[start of INPUT]

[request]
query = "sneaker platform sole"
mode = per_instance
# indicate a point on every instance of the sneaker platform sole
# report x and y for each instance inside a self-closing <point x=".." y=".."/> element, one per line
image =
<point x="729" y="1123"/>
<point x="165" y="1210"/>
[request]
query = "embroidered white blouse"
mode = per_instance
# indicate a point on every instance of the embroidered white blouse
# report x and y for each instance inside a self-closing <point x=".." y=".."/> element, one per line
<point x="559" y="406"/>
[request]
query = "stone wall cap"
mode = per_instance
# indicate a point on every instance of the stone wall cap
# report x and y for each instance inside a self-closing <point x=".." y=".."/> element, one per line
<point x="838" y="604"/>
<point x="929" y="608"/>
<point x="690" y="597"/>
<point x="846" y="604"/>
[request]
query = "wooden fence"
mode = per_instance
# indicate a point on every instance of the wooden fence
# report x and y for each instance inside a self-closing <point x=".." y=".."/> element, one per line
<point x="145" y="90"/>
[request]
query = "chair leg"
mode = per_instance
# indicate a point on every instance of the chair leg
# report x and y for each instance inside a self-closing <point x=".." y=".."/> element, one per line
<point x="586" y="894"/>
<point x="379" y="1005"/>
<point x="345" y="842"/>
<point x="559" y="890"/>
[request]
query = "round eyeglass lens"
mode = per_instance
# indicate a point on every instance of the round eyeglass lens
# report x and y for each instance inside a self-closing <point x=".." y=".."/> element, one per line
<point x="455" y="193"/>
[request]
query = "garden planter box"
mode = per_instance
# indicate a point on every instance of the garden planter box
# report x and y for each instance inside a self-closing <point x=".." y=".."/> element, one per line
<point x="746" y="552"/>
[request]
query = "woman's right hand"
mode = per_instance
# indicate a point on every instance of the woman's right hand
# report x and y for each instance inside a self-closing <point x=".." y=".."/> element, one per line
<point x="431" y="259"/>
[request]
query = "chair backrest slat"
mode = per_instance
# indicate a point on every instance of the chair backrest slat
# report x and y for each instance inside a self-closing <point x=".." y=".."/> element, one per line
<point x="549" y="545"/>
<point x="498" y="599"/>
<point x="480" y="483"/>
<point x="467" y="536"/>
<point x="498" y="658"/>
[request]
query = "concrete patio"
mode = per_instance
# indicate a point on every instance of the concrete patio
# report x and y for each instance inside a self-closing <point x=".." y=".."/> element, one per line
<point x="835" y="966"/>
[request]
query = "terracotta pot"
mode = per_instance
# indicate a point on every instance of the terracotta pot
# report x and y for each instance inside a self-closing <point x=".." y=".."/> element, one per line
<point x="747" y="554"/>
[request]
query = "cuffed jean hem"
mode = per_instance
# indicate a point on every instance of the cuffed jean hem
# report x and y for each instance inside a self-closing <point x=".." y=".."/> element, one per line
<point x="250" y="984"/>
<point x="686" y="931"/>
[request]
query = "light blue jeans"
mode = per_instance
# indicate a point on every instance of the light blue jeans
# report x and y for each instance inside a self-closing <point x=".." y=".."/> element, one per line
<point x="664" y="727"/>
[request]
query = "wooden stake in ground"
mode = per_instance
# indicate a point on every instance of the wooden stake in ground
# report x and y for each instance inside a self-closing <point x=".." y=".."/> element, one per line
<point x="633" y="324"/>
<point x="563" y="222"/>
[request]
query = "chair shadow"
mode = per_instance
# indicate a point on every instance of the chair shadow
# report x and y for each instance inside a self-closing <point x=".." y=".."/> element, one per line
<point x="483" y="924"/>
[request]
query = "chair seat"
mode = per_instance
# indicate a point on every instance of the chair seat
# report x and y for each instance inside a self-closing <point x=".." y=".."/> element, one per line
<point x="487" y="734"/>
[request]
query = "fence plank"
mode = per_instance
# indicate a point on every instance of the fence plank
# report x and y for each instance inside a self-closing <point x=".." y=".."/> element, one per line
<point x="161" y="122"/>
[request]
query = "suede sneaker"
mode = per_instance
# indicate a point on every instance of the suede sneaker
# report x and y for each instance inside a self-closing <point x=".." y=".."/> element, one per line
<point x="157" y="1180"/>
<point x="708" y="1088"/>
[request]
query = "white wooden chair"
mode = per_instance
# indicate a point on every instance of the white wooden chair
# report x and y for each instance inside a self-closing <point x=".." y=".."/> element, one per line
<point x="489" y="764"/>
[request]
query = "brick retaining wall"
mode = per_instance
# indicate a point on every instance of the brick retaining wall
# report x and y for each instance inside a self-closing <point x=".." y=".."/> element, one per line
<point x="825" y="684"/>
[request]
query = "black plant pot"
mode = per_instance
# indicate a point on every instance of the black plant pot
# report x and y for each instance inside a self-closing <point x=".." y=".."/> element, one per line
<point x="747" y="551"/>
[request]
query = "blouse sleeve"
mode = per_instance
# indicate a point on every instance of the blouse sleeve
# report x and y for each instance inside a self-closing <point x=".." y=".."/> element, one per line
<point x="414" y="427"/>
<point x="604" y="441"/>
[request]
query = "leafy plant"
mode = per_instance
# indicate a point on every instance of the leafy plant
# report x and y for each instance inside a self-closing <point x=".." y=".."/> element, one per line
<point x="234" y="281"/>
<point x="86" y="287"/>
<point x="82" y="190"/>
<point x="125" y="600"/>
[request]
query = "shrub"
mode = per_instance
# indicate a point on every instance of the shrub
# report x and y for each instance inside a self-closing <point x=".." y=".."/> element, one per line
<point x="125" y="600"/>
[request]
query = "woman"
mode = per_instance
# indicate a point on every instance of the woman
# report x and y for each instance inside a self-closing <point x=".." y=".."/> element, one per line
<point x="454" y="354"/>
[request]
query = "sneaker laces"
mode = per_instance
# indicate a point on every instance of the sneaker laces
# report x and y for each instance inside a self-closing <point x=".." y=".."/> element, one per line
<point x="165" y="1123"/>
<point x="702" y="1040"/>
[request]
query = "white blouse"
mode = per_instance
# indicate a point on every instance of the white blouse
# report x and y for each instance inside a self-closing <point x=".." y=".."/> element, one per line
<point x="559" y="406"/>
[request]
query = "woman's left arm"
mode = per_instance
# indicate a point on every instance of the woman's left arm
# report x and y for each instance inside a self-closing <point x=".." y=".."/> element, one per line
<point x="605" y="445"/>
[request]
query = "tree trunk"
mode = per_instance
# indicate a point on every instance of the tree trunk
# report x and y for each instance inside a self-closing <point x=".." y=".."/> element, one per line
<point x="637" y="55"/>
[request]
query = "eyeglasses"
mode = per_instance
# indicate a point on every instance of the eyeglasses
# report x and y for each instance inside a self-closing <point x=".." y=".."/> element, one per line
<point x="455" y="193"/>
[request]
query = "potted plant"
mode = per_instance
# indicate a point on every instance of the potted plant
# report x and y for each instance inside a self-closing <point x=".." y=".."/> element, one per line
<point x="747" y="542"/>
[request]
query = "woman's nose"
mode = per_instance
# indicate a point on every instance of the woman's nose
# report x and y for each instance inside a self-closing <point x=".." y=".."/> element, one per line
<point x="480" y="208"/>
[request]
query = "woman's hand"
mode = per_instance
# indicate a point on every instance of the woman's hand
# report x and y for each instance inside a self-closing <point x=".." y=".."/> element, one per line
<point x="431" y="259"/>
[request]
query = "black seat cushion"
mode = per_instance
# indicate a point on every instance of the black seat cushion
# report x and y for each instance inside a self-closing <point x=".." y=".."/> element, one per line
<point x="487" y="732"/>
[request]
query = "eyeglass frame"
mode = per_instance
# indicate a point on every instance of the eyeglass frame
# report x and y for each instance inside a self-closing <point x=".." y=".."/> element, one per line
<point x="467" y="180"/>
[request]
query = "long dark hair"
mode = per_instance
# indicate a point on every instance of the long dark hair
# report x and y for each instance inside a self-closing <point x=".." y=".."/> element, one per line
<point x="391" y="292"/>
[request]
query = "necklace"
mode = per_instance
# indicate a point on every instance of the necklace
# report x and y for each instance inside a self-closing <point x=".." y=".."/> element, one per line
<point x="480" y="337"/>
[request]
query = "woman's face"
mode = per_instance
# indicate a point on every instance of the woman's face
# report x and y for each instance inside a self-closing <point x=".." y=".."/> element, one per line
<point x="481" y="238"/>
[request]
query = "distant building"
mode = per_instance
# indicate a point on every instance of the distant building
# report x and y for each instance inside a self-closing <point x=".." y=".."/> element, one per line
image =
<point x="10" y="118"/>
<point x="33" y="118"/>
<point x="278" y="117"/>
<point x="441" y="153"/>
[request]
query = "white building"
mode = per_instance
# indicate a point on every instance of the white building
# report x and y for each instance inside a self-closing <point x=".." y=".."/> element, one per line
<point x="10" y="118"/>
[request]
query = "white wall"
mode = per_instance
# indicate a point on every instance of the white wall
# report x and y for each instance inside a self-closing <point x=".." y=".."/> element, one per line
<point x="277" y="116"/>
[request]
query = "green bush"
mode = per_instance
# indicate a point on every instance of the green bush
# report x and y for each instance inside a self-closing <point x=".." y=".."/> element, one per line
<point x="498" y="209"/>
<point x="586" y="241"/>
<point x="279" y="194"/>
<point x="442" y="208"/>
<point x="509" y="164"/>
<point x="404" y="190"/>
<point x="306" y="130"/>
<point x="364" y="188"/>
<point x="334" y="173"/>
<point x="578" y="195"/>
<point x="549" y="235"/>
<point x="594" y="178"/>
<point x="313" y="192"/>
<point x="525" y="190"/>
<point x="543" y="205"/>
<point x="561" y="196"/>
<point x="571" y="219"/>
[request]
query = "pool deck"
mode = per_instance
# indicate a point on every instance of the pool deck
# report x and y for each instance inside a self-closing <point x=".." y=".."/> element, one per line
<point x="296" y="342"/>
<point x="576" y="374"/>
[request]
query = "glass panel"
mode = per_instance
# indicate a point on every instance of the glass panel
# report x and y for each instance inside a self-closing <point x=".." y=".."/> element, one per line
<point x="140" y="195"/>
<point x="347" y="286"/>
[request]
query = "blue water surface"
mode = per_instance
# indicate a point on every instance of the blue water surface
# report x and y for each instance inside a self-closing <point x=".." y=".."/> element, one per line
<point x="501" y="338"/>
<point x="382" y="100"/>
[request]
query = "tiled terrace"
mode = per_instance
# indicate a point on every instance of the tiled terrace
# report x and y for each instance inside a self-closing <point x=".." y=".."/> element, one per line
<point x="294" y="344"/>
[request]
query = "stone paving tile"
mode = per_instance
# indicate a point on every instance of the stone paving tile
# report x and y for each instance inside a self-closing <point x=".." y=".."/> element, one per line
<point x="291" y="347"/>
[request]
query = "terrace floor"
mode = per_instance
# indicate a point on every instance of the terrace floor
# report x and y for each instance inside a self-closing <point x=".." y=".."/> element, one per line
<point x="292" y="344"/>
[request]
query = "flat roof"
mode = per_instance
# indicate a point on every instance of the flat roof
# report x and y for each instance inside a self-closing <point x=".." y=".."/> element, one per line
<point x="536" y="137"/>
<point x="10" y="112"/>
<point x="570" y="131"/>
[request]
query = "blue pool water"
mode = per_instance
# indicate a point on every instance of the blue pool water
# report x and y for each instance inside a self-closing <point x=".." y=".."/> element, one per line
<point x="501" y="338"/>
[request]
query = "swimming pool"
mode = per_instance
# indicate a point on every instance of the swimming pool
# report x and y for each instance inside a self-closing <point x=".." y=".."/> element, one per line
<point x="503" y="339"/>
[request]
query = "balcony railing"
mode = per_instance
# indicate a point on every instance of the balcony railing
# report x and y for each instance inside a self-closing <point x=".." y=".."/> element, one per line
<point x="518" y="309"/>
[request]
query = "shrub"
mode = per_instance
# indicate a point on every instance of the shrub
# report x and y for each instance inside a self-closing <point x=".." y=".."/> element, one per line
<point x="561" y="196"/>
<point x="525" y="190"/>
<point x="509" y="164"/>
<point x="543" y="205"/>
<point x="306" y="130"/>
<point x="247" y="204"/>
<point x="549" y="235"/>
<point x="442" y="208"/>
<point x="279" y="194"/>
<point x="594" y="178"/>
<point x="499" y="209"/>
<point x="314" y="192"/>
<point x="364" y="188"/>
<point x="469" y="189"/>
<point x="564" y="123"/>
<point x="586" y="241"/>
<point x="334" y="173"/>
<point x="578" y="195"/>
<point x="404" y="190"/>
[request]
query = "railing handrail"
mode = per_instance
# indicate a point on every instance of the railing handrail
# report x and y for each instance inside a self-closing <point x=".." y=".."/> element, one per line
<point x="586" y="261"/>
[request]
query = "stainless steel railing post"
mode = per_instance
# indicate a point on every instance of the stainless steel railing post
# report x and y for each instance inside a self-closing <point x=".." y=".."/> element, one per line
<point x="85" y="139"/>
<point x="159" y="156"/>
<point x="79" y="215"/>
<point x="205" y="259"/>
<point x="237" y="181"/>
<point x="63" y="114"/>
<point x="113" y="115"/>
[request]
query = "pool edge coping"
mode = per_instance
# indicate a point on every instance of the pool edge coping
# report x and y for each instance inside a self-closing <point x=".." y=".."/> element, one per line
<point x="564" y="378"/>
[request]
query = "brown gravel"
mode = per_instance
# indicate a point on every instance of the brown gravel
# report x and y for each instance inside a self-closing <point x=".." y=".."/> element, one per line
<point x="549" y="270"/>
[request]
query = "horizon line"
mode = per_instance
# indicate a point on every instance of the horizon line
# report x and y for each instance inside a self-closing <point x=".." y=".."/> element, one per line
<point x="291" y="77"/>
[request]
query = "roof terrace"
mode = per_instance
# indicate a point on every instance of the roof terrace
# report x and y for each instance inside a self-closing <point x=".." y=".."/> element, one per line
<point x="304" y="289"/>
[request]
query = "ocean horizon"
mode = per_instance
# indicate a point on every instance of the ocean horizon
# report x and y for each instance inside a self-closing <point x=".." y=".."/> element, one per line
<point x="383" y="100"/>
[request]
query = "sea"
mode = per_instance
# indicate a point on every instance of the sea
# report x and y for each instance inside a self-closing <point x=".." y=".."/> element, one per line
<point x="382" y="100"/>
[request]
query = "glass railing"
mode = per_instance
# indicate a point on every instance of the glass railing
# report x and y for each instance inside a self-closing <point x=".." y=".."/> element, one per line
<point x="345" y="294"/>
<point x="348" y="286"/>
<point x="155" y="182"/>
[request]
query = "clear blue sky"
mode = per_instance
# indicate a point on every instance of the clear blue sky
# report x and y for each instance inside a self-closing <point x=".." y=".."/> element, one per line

[end of INPUT]

Tally the lines of the material above that contain the string "platform", treating uppercase and lowercase as different, and give only that number.

2